- [WHAT YOU WILL DO]:
Line by line, print the records exactly.

(Referring expression data)

• • • • • • •

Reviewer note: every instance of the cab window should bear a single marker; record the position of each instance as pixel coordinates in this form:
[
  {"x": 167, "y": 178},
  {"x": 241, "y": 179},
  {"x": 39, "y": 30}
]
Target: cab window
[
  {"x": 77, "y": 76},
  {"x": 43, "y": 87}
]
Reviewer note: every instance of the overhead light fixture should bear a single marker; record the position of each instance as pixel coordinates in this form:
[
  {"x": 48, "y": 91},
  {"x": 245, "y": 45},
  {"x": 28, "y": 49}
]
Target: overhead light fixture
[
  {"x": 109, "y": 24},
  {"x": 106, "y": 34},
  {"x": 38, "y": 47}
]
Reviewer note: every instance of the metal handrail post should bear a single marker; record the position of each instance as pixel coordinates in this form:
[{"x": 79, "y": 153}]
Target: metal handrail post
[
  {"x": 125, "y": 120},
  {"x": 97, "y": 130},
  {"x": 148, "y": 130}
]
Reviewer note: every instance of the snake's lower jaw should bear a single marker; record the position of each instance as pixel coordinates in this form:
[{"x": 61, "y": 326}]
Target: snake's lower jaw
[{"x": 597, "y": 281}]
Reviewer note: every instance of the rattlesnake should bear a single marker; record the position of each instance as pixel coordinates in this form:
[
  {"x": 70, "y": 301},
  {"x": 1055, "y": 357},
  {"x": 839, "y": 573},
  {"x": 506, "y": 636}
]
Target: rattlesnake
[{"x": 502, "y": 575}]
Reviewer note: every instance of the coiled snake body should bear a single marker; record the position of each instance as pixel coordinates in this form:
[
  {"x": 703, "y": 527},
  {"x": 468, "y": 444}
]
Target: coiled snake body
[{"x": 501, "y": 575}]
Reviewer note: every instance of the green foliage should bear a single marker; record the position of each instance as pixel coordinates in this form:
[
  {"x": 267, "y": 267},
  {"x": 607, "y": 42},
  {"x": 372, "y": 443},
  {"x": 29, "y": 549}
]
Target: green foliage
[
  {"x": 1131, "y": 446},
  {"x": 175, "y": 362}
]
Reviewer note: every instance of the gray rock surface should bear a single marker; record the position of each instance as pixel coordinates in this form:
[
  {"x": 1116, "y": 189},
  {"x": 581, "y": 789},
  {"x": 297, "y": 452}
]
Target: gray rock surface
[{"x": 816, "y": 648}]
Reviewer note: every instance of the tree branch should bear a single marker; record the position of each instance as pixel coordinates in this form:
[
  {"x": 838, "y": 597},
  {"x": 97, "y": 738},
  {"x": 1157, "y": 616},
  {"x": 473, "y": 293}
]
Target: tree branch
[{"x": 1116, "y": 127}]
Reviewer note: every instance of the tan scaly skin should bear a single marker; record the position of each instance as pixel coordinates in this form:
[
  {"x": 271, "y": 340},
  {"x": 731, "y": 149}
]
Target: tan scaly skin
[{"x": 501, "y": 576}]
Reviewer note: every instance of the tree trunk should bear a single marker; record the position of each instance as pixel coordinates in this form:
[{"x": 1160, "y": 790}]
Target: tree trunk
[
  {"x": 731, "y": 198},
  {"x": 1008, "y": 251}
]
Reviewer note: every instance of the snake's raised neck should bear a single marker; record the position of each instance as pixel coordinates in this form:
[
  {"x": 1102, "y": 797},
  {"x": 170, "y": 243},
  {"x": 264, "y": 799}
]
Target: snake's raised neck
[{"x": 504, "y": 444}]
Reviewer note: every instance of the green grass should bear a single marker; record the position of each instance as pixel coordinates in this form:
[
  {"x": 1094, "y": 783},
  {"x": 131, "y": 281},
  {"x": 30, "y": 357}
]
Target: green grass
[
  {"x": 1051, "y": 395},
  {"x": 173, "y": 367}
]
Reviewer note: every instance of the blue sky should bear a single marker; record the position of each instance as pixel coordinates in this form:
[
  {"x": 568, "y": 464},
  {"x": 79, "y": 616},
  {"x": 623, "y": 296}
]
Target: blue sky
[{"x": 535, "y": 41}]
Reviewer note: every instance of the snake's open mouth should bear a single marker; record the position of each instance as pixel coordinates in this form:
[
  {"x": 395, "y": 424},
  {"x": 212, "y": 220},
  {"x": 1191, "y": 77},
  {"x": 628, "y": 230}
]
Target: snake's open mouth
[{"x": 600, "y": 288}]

• • • • • • •

- [RESPONSE FOR THIS EXERCISE]:
Reviewer note: every instance of the cab window should bear a single marker; record the position of each instance as pixel coordinates in this form:
[
  {"x": 167, "y": 178},
  {"x": 241, "y": 179},
  {"x": 39, "y": 30}
]
Target: cab window
[
  {"x": 77, "y": 76},
  {"x": 43, "y": 87}
]
Reviewer note: every instance of the overhead light fixture should bear a single marker; record the position of each instance as pixel coordinates in this form:
[
  {"x": 48, "y": 91},
  {"x": 245, "y": 45},
  {"x": 28, "y": 49}
]
Target: overhead light fixture
[
  {"x": 109, "y": 24},
  {"x": 106, "y": 34},
  {"x": 38, "y": 47}
]
Reviewer note: every instance of the metal handrail post should bear a single marker; record the position of each instance as pixel coordinates in this form:
[{"x": 79, "y": 153}]
Target: metal handrail post
[
  {"x": 125, "y": 120},
  {"x": 97, "y": 130},
  {"x": 148, "y": 130}
]
Reviewer note: every instance of the snake's lower jaw should bear a single marker; record the position of each instance as pixel coordinates in this form:
[{"x": 61, "y": 326}]
Target: snake's lower jaw
[{"x": 597, "y": 281}]
Reviewer note: every instance of the rattlesnake should bear a single marker; record the position of each instance as pixel coordinates in this form:
[
  {"x": 70, "y": 301},
  {"x": 1055, "y": 357},
  {"x": 839, "y": 573},
  {"x": 506, "y": 636}
]
Target: rattlesnake
[{"x": 502, "y": 575}]
Reviewer note: every instance of the coiled snake body should bear a single marker; record the position of each instance as pixel coordinates in this form:
[
  {"x": 703, "y": 527},
  {"x": 468, "y": 444}
]
Target: coiled snake body
[{"x": 501, "y": 575}]
Reviewer note: every instance of the green foliage should bear a single marker; record the position of each instance as pixel coordinates in this form:
[
  {"x": 267, "y": 267},
  {"x": 607, "y": 42},
  {"x": 372, "y": 443},
  {"x": 29, "y": 549}
]
Target: green foliage
[
  {"x": 1131, "y": 446},
  {"x": 175, "y": 362}
]
Reviewer note: every instance of the gray rock surface should bear a single marker; record the position of each instance as pixel coordinates in this form:
[
  {"x": 1116, "y": 189},
  {"x": 581, "y": 789},
  {"x": 297, "y": 452}
]
Target: gray rock surface
[{"x": 816, "y": 648}]
Reviewer note: every instance of the tree branch should bear a single marker; record the position of each instance as pixel coordinates in this form:
[
  {"x": 838, "y": 597},
  {"x": 97, "y": 738},
  {"x": 1157, "y": 616},
  {"x": 473, "y": 293}
]
Target: tree branch
[{"x": 1116, "y": 127}]
Reviewer note: every instance of the tan scaly skin should bear a single marker; record the position of each instance as pixel coordinates in this form:
[
  {"x": 271, "y": 340},
  {"x": 731, "y": 149}
]
Target: tan scaly skin
[{"x": 501, "y": 576}]
Reviewer note: every instance of the tree trunk should bear a single marker; record the position of each instance as pixel coordinates in this form:
[{"x": 1160, "y": 790}]
Target: tree trunk
[
  {"x": 731, "y": 198},
  {"x": 1008, "y": 251}
]
Reviewer note: every instance of the snake's raised neck should bear a single marker; record the position of each instance as pixel coordinates in this form:
[
  {"x": 1102, "y": 797},
  {"x": 170, "y": 243},
  {"x": 264, "y": 799}
]
Target: snake's raised neck
[{"x": 504, "y": 444}]
Reviewer note: every instance of the green grass should bear a single marker; record the position of each instance as pixel coordinates in this form:
[
  {"x": 1094, "y": 783},
  {"x": 131, "y": 281},
  {"x": 30, "y": 357}
]
Target: green grass
[
  {"x": 1051, "y": 395},
  {"x": 173, "y": 367}
]
Reviewer note: every instance of the blue sky should bear a single marker; record the position of each instance as pixel coordinates in this form:
[
  {"x": 568, "y": 464},
  {"x": 79, "y": 616},
  {"x": 623, "y": 296}
]
Target: blue sky
[{"x": 535, "y": 41}]
Reviewer note: every instance of the snake's open mouth should bear a single marker; record the position of each instance as pixel coordinates in this form:
[
  {"x": 395, "y": 424},
  {"x": 212, "y": 220},
  {"x": 1191, "y": 77},
  {"x": 628, "y": 230}
]
Target: snake's open mouth
[{"x": 600, "y": 288}]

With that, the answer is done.